Supplied records:
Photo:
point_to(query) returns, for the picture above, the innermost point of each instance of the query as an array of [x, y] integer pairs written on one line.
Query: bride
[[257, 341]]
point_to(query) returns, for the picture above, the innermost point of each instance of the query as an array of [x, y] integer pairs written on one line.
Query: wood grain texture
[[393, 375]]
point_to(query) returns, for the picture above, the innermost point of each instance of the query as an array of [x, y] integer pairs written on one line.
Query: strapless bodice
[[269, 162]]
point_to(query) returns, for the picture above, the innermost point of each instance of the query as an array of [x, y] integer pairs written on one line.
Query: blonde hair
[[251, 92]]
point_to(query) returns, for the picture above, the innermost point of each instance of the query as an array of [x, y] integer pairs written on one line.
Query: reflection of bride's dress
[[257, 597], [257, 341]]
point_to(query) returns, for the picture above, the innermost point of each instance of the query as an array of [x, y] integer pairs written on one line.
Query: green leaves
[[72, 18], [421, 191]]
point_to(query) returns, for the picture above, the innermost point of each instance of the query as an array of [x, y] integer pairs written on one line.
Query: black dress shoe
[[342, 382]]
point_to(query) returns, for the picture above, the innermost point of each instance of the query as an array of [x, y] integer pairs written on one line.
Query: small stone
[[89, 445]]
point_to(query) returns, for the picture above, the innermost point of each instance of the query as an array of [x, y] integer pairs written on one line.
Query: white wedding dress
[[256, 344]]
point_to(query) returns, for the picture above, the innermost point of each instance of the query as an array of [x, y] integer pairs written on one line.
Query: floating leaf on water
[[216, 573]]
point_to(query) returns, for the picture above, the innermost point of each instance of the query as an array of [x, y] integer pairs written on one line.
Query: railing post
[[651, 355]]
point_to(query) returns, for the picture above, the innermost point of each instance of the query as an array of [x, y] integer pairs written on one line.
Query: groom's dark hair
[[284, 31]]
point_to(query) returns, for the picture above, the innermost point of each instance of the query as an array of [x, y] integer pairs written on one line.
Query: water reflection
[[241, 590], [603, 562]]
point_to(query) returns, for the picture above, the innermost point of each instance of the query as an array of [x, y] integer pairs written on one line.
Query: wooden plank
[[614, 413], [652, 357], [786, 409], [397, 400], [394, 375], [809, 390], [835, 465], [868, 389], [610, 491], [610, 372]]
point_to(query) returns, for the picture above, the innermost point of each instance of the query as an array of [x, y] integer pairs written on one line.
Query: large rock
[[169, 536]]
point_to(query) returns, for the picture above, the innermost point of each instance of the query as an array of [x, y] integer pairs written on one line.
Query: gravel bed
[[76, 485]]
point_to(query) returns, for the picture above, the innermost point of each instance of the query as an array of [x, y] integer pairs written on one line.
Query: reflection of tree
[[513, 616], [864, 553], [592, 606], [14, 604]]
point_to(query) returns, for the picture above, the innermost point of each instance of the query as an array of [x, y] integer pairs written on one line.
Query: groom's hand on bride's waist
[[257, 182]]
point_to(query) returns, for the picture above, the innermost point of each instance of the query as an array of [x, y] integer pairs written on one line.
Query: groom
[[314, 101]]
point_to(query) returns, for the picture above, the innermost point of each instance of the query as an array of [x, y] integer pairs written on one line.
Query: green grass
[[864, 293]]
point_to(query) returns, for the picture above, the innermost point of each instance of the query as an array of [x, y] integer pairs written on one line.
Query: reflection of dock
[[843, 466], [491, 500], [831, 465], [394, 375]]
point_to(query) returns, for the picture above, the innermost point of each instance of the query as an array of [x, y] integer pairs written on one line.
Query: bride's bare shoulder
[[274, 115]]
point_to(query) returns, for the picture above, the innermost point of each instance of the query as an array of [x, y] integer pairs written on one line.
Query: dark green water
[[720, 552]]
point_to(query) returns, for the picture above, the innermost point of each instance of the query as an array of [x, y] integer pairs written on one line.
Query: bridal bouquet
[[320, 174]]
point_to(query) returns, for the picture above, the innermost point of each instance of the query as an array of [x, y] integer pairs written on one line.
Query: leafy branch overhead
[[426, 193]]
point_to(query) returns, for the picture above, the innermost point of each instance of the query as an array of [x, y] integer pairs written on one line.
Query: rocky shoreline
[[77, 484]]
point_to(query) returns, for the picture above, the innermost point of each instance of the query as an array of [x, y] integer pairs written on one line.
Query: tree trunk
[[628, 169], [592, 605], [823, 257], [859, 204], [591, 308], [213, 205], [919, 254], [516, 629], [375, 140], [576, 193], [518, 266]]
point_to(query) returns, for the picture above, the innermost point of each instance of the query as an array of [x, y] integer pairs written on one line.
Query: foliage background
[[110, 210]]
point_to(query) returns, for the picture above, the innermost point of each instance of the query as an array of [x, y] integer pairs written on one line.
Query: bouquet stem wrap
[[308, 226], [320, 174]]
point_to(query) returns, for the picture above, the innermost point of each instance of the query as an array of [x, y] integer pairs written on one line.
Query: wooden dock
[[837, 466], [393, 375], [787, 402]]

Exercise instructions:
Please set out all of the entries above as a numbered list, omitting any blank lines.

Answer for this exercise:
1. Photo:
2. point_to(query) returns, for the picture above, the innermost point of each instance of the query as an array of [x, y] integer pairs written on one line.
3. Query: bride
4. [[257, 341]]
5. point_to(query) returns, for the picture above, the innermost point of each instance of the query as an array of [x, y] integer pairs written on one line.
6. Query: wood grain texture
7. [[393, 375]]
8. point_to(query) returns, for the picture above, the innermost point of each instance of the query as an array of [x, y] integer pairs written on one line.
9. Query: strapless bodice
10. [[269, 162]]
11. point_to(query) returns, for the picture above, the innermost point of each instance of the query as an array of [x, y] integer pairs written on one line.
12. Query: blonde hair
13. [[251, 92]]
14. point_to(query) returns, for the picture above, the innermost point of each instance of the query as an array of [x, y] integer pairs written on one line.
15. Query: reflection of bride's dress
16. [[257, 597], [257, 341]]
17. point_to(query) returns, for the picture above, the innermost point of each instance of the query as an array of [x, y] integer pairs written on one line.
18. Query: green leaves
19. [[72, 18], [421, 191]]
20. point_to(query) returns, for the picture above, the innermost point of each instance of the query as an array of [x, y] integer pairs written on one line.
21. Query: black dress shoe
22. [[342, 382]]
23. point_to(query) returns, for the picture above, the innermost point of each instance of the query as an array of [x, y] integer pairs written on one line.
24. Query: small stone
25. [[89, 445]]
26. point_to(query) returns, for the picture above, the innermost point of each instance of the query as an array of [x, y] integer pairs written on one line.
27. Query: white wedding dress
28. [[256, 344]]
29. point_to(query) returns, for the picture above, the innermost point of each instance of the query as an array of [x, y] integer pairs written on one line.
30. Query: floating leaf on water
31. [[216, 573]]
32. point_to(query) returns, for the picture above, the innermost point of each instance of the query as an array of [x, y] integer pairs written on one line.
33. Query: railing post
34. [[651, 355]]
35. point_to(query) returns, for the picture above, the innermost point of each instance of the query as an array of [x, y] integer pairs written on one line.
36. Query: groom's dark hair
37. [[284, 31]]
38. point_to(query) returns, for the picture above, the innermost point of each instance of the query as an array of [x, y] integer pairs written on one line.
39. Query: water reflection
40. [[241, 590], [603, 562]]
41. point_to(query) returns, for the picture above, the innermost point of each instance of the query as an array of [x, y] integer pairs written on one line.
42. Query: wooden plank
43. [[614, 413], [652, 357], [786, 409], [397, 400], [394, 375], [809, 390], [835, 465], [868, 389], [610, 491], [610, 372]]
44. point_to(query) returns, for the picture above, the innermost point of each instance of the query as an array of [x, y] integer pairs written on one line.
45. Query: large rock
46. [[169, 536]]
47. point_to(query) returns, for the picture above, the innermost point of each instance of the query as an array of [x, y] integer pairs written on one line.
48. Query: gravel bed
49. [[76, 485]]
50. point_to(query) returns, for the picture above, the innermost point of each instance of the query as an array of [x, y] integer pairs written on one line.
51. Query: reflection of tree
52. [[513, 616], [864, 553], [592, 606], [14, 604]]
53. point_to(query) returns, for the picture above, the innermost point of each instance of the query as an array of [x, y] integer pairs written on one line.
54. Query: groom's hand on bride's waist
55. [[257, 182]]
56. point_to(query) returns, for the picture above, the innermost point of each instance of the query as an array of [x, y] integer pairs written on one line.
57. Query: groom
58. [[314, 101]]
59. point_to(query) returns, for the picture above, the innermost point of each instance of the query as an array of [x, y] integer pairs written on one line.
60. Query: green grass
61. [[864, 293]]
62. point_to(query) returns, for the picture above, the innermost point of each instance of the query as an array of [x, y] integer pairs written on one line.
63. Query: reflection of dock
64. [[843, 466], [491, 500], [831, 465], [394, 375]]
65. point_to(query) returns, for the picture above, the innermost point of each instance of the query as an array of [x, y] integer pairs written on one line.
66. Query: bride's bare shoulder
67. [[274, 115]]
68. point_to(query) returns, for the picture above, the innermost point of each instance of the query as an array of [x, y] integer pairs written on one line.
69. Query: dark green water
70. [[720, 552]]
71. point_to(query) returns, for the picture above, the innermost point of each instance of the query as an array of [x, y] integer pairs written on one line.
72. Query: bridal bouquet
73. [[320, 174]]
74. point_to(query) returns, for the picture above, the innermost point of each instance of the query as an array of [x, y] integer pairs written on one line.
75. Query: leafy branch overhead
76. [[426, 193]]
77. point_to(query) returns, for the picture above, the innermost point of each instance of the query as an array of [x, y] integer pairs written on one line.
78. Query: rocky shoreline
79. [[77, 484]]
80. point_to(query) returns, for the picture above, the innermost point of each instance of the query as an array of [x, y] integer pairs written on one line.
81. Query: tree trunk
82. [[628, 169], [592, 605], [823, 257], [859, 204], [591, 308], [213, 205], [919, 254], [516, 629], [375, 140], [576, 193], [518, 266]]
83. point_to(query) returns, for the picture above, the innermost point of each instance of the query as an array of [x, y] integer pairs written on one line.
84. Query: foliage background
85. [[110, 210]]
86. point_to(query) returns, for the picture above, the innermost point of each instance of the query as an array of [x, y] integer pairs written on one line.
87. Query: bouquet stem wrap
88. [[308, 226], [320, 174]]
89. point_to(query) returns, for the picture above, the innermost point of each instance of the query as an array of [x, y] integer pairs written on one line.
90. Query: wooden dock
91. [[837, 466], [393, 375], [787, 402]]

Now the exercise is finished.